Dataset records

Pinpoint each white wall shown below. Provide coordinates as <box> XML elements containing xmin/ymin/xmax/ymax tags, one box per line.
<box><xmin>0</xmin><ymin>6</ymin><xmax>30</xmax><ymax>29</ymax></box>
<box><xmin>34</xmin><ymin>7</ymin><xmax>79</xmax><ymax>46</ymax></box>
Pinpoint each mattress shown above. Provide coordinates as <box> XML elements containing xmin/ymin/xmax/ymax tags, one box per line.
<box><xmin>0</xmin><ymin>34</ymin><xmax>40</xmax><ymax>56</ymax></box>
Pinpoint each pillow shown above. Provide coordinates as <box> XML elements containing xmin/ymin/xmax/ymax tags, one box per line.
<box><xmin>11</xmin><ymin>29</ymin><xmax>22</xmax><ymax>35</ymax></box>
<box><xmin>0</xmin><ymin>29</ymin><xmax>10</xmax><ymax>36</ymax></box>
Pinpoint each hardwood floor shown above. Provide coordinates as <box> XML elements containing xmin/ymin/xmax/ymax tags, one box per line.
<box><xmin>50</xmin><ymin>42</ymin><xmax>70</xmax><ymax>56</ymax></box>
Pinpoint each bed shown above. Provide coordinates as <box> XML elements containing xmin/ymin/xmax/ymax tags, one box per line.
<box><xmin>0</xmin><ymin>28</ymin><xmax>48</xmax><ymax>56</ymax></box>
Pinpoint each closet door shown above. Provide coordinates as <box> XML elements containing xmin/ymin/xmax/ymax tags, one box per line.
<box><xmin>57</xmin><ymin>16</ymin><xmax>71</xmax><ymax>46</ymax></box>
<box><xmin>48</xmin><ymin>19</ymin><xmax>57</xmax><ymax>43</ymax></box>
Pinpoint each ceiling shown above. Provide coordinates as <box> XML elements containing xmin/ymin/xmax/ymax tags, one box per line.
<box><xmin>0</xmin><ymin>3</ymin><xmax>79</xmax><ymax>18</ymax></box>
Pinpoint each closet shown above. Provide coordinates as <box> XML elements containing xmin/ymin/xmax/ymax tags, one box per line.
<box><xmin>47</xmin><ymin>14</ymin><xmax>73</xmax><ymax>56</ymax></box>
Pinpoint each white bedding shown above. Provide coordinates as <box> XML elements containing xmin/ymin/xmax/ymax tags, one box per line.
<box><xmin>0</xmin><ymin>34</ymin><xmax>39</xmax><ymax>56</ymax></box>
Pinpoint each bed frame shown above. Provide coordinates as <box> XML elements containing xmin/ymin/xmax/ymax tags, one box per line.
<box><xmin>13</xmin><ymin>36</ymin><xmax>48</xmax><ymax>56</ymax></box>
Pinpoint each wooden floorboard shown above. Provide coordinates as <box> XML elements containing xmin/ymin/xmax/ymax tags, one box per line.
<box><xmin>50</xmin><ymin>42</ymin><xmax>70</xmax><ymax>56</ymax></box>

_Task directions_
Rewrite the rows above so that "Locate" replaces every "Pinpoint", keeping everything else the same.

_Solution to this exercise_
Locate each white wall shown below. Provide coordinates as <box> XML elements containing xmin/ymin/xmax/ymax tags, one box per line.
<box><xmin>0</xmin><ymin>6</ymin><xmax>30</xmax><ymax>29</ymax></box>
<box><xmin>34</xmin><ymin>7</ymin><xmax>79</xmax><ymax>46</ymax></box>
Locate each mattress shown above. Provide coordinates as <box> XML elements containing xmin/ymin/xmax/ymax tags, one box per line.
<box><xmin>0</xmin><ymin>34</ymin><xmax>40</xmax><ymax>56</ymax></box>
Locate each pillow shown above. Provide coordinates as <box> XML elements containing xmin/ymin/xmax/ymax tags, one box per line.
<box><xmin>11</xmin><ymin>29</ymin><xmax>22</xmax><ymax>35</ymax></box>
<box><xmin>0</xmin><ymin>29</ymin><xmax>10</xmax><ymax>36</ymax></box>
Locate each hardwood floor shown above. Provide coordinates as <box> XML elements containing xmin/ymin/xmax/ymax tags, one box per line.
<box><xmin>50</xmin><ymin>42</ymin><xmax>70</xmax><ymax>56</ymax></box>
Locate each bed shown above. Provide coordinates as <box> XML elements containing xmin/ymin/xmax/ymax tags, one box per line.
<box><xmin>0</xmin><ymin>28</ymin><xmax>48</xmax><ymax>56</ymax></box>
Locate each closet door shown above. Provide coordinates as <box> XML elements containing xmin/ymin/xmax/ymax tags, one box per line.
<box><xmin>57</xmin><ymin>16</ymin><xmax>71</xmax><ymax>46</ymax></box>
<box><xmin>48</xmin><ymin>19</ymin><xmax>57</xmax><ymax>43</ymax></box>
Locate each ceiling shown above. Provide coordinates as <box> XML elements containing xmin/ymin/xmax/ymax tags, one box per line.
<box><xmin>0</xmin><ymin>3</ymin><xmax>79</xmax><ymax>18</ymax></box>
Locate each closet shown above. Provide coordinates as <box> XML elements containing xmin/ymin/xmax/ymax tags, one box per line.
<box><xmin>47</xmin><ymin>14</ymin><xmax>73</xmax><ymax>56</ymax></box>
Locate each white bedding shown above. Provide coordinates as <box> XML elements containing xmin/ymin/xmax/ymax tags, one box per line.
<box><xmin>0</xmin><ymin>34</ymin><xmax>39</xmax><ymax>56</ymax></box>
Locate each bed frame shown above. Provide coordinates as <box> XML elements containing xmin/ymin/xmax/ymax tags, one box per line.
<box><xmin>13</xmin><ymin>36</ymin><xmax>48</xmax><ymax>56</ymax></box>
Locate each wooden floorboard shown above. Provide coordinates as <box> XML elements containing xmin/ymin/xmax/ymax tags, one box per line.
<box><xmin>50</xmin><ymin>42</ymin><xmax>70</xmax><ymax>56</ymax></box>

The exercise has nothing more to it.